Data records:

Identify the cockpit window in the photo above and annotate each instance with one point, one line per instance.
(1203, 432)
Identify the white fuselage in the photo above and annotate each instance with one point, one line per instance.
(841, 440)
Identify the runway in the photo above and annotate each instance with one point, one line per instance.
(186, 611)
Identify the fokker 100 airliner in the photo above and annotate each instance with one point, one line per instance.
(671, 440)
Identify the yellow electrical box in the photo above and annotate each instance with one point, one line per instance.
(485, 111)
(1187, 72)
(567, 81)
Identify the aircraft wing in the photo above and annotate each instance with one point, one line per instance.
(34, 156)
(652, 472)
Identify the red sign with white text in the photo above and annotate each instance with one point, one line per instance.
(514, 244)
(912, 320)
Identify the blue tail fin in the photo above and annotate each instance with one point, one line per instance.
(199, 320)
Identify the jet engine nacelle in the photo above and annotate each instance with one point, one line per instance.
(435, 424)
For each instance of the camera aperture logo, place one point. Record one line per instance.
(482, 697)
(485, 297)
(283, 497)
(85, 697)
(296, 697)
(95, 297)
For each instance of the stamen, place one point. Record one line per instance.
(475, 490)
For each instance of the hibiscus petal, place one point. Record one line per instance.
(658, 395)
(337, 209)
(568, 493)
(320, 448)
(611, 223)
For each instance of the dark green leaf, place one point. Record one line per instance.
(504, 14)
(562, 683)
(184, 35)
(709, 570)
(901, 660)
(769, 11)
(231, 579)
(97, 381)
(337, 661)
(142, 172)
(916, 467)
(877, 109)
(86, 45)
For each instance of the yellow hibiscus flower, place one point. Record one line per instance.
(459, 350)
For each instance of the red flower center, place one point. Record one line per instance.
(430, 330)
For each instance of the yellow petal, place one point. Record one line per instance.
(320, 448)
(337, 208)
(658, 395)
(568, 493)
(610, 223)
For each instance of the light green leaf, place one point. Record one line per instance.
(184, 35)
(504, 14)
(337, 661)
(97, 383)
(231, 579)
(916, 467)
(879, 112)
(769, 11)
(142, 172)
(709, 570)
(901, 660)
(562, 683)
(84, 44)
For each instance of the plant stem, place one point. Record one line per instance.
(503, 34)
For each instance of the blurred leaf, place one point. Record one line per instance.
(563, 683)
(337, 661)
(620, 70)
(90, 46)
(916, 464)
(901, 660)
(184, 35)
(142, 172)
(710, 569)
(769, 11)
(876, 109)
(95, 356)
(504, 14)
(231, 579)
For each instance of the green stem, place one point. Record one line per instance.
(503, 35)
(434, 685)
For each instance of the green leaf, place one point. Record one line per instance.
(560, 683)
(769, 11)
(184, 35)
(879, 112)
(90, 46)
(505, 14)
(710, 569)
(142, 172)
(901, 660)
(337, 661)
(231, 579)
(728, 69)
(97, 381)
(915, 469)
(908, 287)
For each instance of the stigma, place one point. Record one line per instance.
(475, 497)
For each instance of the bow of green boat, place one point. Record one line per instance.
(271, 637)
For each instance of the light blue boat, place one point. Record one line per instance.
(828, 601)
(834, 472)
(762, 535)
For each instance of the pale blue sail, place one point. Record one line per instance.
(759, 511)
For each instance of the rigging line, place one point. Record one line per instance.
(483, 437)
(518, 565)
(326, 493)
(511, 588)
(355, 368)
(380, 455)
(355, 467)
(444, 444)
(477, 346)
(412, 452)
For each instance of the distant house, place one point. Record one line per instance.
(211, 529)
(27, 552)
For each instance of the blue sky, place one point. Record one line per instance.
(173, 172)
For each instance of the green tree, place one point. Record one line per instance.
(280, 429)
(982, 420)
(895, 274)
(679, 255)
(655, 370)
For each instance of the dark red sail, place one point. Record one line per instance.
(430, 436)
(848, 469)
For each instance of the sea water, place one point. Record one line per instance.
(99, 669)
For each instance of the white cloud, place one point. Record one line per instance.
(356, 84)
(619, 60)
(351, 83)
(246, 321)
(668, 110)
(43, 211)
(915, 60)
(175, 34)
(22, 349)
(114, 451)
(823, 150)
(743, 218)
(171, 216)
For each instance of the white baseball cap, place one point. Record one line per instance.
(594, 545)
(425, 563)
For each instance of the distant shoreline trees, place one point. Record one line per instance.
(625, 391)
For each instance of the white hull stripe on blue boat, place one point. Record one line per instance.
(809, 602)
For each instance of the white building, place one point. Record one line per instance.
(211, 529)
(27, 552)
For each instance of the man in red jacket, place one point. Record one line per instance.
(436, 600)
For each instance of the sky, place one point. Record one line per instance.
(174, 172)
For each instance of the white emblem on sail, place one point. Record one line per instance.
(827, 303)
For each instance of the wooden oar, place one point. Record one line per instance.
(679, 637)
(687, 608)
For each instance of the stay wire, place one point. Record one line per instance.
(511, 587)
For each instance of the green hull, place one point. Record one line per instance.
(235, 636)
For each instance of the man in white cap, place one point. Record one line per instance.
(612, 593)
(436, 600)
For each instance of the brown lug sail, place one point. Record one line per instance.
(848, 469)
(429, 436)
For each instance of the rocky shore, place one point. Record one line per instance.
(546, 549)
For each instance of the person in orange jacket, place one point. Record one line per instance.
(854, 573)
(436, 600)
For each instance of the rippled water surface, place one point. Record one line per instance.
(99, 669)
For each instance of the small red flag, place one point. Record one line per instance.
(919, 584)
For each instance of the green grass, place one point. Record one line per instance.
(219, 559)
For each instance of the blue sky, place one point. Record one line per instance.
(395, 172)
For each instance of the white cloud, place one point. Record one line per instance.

Prompt: Print the listing above in full, exactly as it is.

Full solution:
Identify the cockpit window in the photo above and annotate each instance with one point, one line per instance.
(1203, 432)
Identify the white fuselage in the photo above and annotate each instance with one point, one line per instance.
(841, 440)
Identify the runway in the photo above and annotate each instance with one point, one line per instance.
(186, 611)
Identify the fokker 100 airliner in the photo above and annotate each instance with one point, one line per instance.
(671, 440)
Identify the yellow electrical box in the photo above and annotate each instance with one point, one line per instance.
(485, 111)
(1187, 72)
(567, 81)
Identify the aircraft wing in the photo above and annotate each instance with one point, one line per instance.
(34, 156)
(652, 472)
Identify the red sign with white text in the photo above and annotate each instance with one point, one line per instance.
(514, 244)
(912, 320)
Identify the blue tail fin in the photo above and annotate each instance with one point, one line per instance.
(199, 320)
Identify the jet engine nacelle in the photo above and annotate each instance with one point, one line per instance.
(435, 424)
For each instance of the camera aperture logo, place one point. Record one line per instance.
(482, 697)
(485, 297)
(283, 497)
(85, 697)
(296, 697)
(95, 297)
For each instance of the stamen, place one point. Record one line per instance.
(475, 490)
For each instance of the hibiscus petal, place one point. Record one line per instance.
(658, 395)
(337, 209)
(568, 493)
(320, 448)
(611, 223)
For each instance of the dark green leaf, place one point. Record one line per instance.
(504, 14)
(562, 683)
(184, 35)
(709, 570)
(901, 660)
(769, 11)
(231, 579)
(97, 381)
(337, 661)
(142, 172)
(916, 467)
(877, 109)
(86, 45)
For each instance of the yellow hibiscus flower, place one point. Record one line per instance.
(459, 350)
For each instance of the red flower center, place one point. Record one line per instance.
(430, 330)
For each instance of the yellow petal, place one point. Record one line per instance.
(320, 448)
(337, 208)
(658, 395)
(568, 493)
(610, 223)
For each instance of the light green leaf, place one point. Record one line per instance.
(184, 35)
(504, 14)
(337, 661)
(97, 383)
(231, 579)
(916, 467)
(879, 112)
(769, 11)
(142, 172)
(709, 570)
(901, 660)
(562, 683)
(84, 44)
For each instance of the plant stem, place one point. Record one line per instance.
(503, 34)
For each instance of the blurred leaf, place one point. Record one line per instance.
(563, 683)
(337, 661)
(620, 70)
(90, 46)
(916, 464)
(901, 660)
(184, 35)
(142, 172)
(710, 569)
(769, 11)
(876, 109)
(95, 356)
(504, 14)
(231, 579)
For each instance of the green stem, place one point. Record one line per instance.
(503, 35)
(434, 685)
For each instance of the green leaf, place one point. Record one line per instance.
(560, 683)
(769, 11)
(184, 35)
(879, 112)
(90, 46)
(505, 14)
(710, 569)
(142, 172)
(901, 660)
(337, 661)
(231, 579)
(728, 69)
(97, 381)
(915, 469)
(908, 287)
For each instance of the stigma, place one point. Record one line per instance.
(475, 497)
For each instance of the bow of green boat, place one point. Record one line per instance.
(271, 637)
For each instance of the light blue boat, place one point. Record one line per instance.
(828, 601)
(834, 472)
(762, 535)
For each instance of the pale blue sail, place one point. Record one line per instance.
(759, 511)
For each instance of the rigging line, place one point. Record one line per instance.
(483, 437)
(518, 565)
(326, 493)
(511, 588)
(355, 368)
(380, 455)
(355, 467)
(444, 444)
(477, 346)
(412, 452)
For each instance of the distant house, place one point. Record one line per instance.
(211, 529)
(27, 552)
For each instance of the blue sky, place one point. Record one line per instance.
(173, 172)
For each instance of the green tree, place one point. Record one line per instance.
(280, 429)
(982, 420)
(895, 274)
(679, 255)
(655, 370)
For each instance of the dark red sail, place one point. Record one line per instance.
(430, 436)
(848, 469)
For each instance of the sea water, place one point. Record one line per instance.
(99, 669)
For each instance of the white cloud, place one point. Record one line per instance.
(356, 84)
(619, 60)
(351, 83)
(246, 321)
(668, 110)
(43, 211)
(915, 60)
(175, 34)
(22, 349)
(114, 451)
(823, 150)
(743, 218)
(171, 216)
For each instance of the white baseball cap, place one point. Record one line per instance.
(594, 545)
(425, 563)
For each instance of the distant shoreline trees, place one point. Record one line per instance.
(625, 391)
For each instance of the white hull stripe on blue boat, place one point. Record one line per instance.
(809, 602)
For each instance of the white building, place one point. Record one line per instance.
(211, 529)
(27, 552)
For each instance of the man in red jacket, place one point. Record one line per instance.
(436, 600)
For each instance of the sky, place one point. Record one line per instance.
(174, 172)
For each instance of the white emblem on sail, place one point. Record one line per instance.
(827, 303)
For each instance of the wooden oar, place one point. Record one line per instance.
(679, 637)
(687, 608)
For each instance of the stay wire, place one point. Record one line per instance.
(511, 587)
For each instance of the green hull, place one point. Record one line per instance.
(235, 636)
For each instance of the man in white cap, place one point. Record one line per instance.
(612, 593)
(436, 600)
For each instance of the brown lug sail, place one point. Record one line per instance.
(848, 469)
(429, 436)
For each instance of the rocky shore, place one point. Record one line per instance.
(546, 549)
For each instance of the person in orange jacket, place one point. Record one line per instance.
(854, 573)
(436, 600)
For each instance of the rippled water surface, place one point. Record one line per instance.
(99, 669)
For each instance of the small red flag, place one point. Record one line per instance.
(919, 584)
For each instance of the green grass, place one point. Record one line per instance.
(219, 559)
For each instance of the blue sky, place one point. Record one line per instance.
(395, 172)
For each instance of the white cloud, place one point. Record one line per instance.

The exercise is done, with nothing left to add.